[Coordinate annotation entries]

■ ■ ■ ■ ■ ■ ■

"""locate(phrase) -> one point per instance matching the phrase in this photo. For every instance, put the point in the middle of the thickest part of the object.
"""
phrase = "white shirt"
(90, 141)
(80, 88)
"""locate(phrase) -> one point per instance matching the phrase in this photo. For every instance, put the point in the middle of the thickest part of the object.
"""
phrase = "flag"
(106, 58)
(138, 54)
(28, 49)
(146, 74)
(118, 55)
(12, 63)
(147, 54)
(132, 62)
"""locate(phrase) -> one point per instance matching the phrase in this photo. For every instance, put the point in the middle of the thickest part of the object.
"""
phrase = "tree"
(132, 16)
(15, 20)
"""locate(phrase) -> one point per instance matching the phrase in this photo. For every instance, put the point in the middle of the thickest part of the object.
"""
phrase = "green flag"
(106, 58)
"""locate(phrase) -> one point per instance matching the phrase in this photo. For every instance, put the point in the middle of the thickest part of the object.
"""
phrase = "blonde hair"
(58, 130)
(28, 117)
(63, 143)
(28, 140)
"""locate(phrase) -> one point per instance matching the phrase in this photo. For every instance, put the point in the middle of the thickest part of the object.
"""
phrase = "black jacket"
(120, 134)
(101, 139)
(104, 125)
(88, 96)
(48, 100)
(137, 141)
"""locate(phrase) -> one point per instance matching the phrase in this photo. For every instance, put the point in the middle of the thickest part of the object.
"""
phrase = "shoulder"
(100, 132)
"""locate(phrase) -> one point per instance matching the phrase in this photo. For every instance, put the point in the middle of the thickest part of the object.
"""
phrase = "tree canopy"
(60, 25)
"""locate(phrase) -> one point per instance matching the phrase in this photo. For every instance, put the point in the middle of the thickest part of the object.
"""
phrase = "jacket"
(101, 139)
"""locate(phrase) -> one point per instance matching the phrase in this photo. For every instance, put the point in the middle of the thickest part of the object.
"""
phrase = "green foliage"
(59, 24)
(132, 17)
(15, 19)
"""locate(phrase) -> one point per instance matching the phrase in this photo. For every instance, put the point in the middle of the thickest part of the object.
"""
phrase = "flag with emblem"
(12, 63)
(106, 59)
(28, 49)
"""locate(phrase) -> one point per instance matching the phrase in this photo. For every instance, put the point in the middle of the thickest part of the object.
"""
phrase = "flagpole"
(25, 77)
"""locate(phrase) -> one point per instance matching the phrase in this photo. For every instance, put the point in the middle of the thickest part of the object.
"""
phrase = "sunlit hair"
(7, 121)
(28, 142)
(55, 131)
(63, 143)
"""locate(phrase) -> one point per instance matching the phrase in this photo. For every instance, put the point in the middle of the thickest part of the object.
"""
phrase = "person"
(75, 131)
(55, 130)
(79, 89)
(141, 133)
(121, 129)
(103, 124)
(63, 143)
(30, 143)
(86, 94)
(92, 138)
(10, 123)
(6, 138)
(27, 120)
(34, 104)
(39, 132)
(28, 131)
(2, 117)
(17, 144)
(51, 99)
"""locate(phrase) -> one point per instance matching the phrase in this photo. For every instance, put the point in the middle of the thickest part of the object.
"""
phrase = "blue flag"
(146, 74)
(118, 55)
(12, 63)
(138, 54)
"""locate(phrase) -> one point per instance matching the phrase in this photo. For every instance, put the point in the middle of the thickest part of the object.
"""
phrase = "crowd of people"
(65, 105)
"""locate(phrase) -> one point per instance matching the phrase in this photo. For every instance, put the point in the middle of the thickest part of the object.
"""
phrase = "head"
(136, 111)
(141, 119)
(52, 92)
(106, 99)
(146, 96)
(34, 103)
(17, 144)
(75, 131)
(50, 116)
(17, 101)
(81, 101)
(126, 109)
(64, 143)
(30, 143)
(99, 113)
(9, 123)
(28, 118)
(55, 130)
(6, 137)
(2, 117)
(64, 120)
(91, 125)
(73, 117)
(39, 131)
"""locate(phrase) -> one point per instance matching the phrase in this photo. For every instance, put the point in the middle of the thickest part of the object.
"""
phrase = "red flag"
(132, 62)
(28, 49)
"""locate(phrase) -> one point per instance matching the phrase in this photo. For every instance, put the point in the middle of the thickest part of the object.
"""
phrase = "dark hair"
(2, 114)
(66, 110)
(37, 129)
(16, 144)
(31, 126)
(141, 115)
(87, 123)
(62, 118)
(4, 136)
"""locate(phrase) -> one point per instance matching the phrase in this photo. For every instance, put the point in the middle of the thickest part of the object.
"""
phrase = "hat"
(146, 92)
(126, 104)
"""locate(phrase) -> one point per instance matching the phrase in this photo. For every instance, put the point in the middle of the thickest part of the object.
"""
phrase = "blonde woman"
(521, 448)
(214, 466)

■ ■ ■ ■ ■ ■ ■

*INSTRUCTIONS FOR THE TASK*.
Print all of the entries exactly as they appear.

*EXERCISE SOLUTION*.
"""locate(phrase) -> one point per instance matching the phrase in this photo. For every instance, put the point in the middle of the thickest part of the object.
"""
phrase = "white shirt"
(90, 141)
(80, 88)
"""locate(phrase) -> one point per instance matching the phrase in this photo. For every instance, put the point in the middle of the thickest part of the object.
"""
phrase = "flag"
(106, 58)
(138, 54)
(28, 49)
(146, 74)
(118, 55)
(12, 63)
(147, 54)
(132, 62)
"""locate(phrase) -> one point per instance matching the phrase in this photo. For every instance, put the point in the middle of the thickest part of the object.
"""
phrase = "tree"
(132, 16)
(15, 20)
"""locate(phrase) -> one point per instance matching the phrase in this photo. For every instance, put the point in the middle of the thickest part of the object.
"""
phrase = "green flag"
(106, 58)
"""locate(phrase) -> one point per instance matching the phrase in this photo. For every instance, put the point in the middle of the thickest part of the object.
"""
phrase = "blonde hair"
(58, 130)
(28, 117)
(63, 143)
(28, 140)
"""locate(phrase) -> one point per instance matching the phrase in this photo. For every instance, put the point in the middle of the thickest part of the object.
"""
phrase = "black jacket"
(120, 134)
(101, 139)
(104, 125)
(88, 96)
(48, 100)
(137, 141)
"""locate(phrase) -> one point per instance matching the phrase in this photo. For every instance, put the point in the middle of the thickest part of the object.
"""
phrase = "shoulder"
(100, 132)
"""locate(phrase) -> one point per instance matching the phrase in this photo. For every instance, put the point in the middle of the thickest part of the object.
"""
phrase = "tree canopy"
(60, 25)
"""locate(phrase) -> one point per instance matching the phrase in this photo. For every instance, put the point in the middle of the thickest part of the object.
"""
phrase = "jacket"
(101, 139)
"""locate(phrase) -> one point per instance matching the phrase in this photo. For every instance, put the point in the middle of the thickest part of the object.
"""
phrase = "green foliage"
(59, 24)
(132, 17)
(15, 19)
"""locate(phrase) -> one point per instance matching the phrase in this photo. For every instance, put the point in the middle of the thickest part of the object.
"""
phrase = "flag with emblem"
(12, 63)
(106, 59)
(28, 49)
"""locate(phrase) -> one point per instance matching the phrase in this photo. For every instance, put the point in the middle of the thickest part of the object.
"""
phrase = "flagpole"
(25, 77)
"""locate(phrase) -> one point per instance matching the phrase in this photo. For every instance, put the point in the middle of the thickest part of the object.
"""
phrase = "sunlit hair"
(7, 121)
(28, 142)
(55, 131)
(63, 143)
"""locate(phrase) -> one point per instance matching the phrase in this photo. For every instance, put the point in the middle of the thickest part of the object.
"""
phrase = "person"
(75, 131)
(55, 130)
(79, 89)
(141, 133)
(121, 129)
(103, 124)
(63, 143)
(30, 143)
(86, 94)
(92, 138)
(10, 123)
(6, 138)
(27, 120)
(34, 104)
(39, 132)
(28, 131)
(2, 117)
(17, 144)
(51, 99)
"""locate(phrase) -> one point per instance matching the phrase in this photo. For every instance, put the point in the middle of the thickest part of the object.
"""
phrase = "blue flag"
(146, 74)
(118, 55)
(12, 63)
(138, 54)
"""locate(phrase) -> one point per instance matching the phrase in this photo. For every instance, put the point in the middle of the thickest part of the object.
"""
phrase = "crowd of people"
(65, 105)
"""locate(phrase) -> one point per instance matching the phrase in this photo. For every instance, put the point in the middle of the thickest part of the object.
"""
phrase = "head"
(136, 111)
(141, 119)
(52, 92)
(106, 99)
(146, 96)
(34, 103)
(17, 144)
(75, 131)
(50, 116)
(17, 101)
(81, 101)
(126, 109)
(64, 143)
(30, 143)
(99, 113)
(9, 123)
(28, 118)
(55, 130)
(6, 137)
(2, 117)
(64, 120)
(91, 125)
(73, 117)
(39, 131)
"""locate(phrase) -> one point per instance matching the phrase in this photo. For every instance, put the point in the middle of the thickest part of the object.
"""
phrase = "red flag"
(132, 62)
(28, 49)
"""locate(phrase) -> one point per instance matching the phrase in this photo. For every instance, put the point in the middle of the thickest part of the object.
"""
phrase = "dark hair"
(2, 114)
(66, 110)
(37, 129)
(16, 144)
(31, 126)
(141, 115)
(87, 123)
(62, 118)
(4, 136)
"""locate(phrase) -> one point per instance matching the phrase in this photo. For every instance, put the point in the middle of the thickest part of the object.
"""
phrase = "hat"
(146, 92)
(126, 104)
"""locate(phrase) -> one point per instance matching the phrase in this photo. For every instance, put the point in the middle of the thickest part of the object.
"""
phrase = "blonde woman"
(521, 448)
(214, 466)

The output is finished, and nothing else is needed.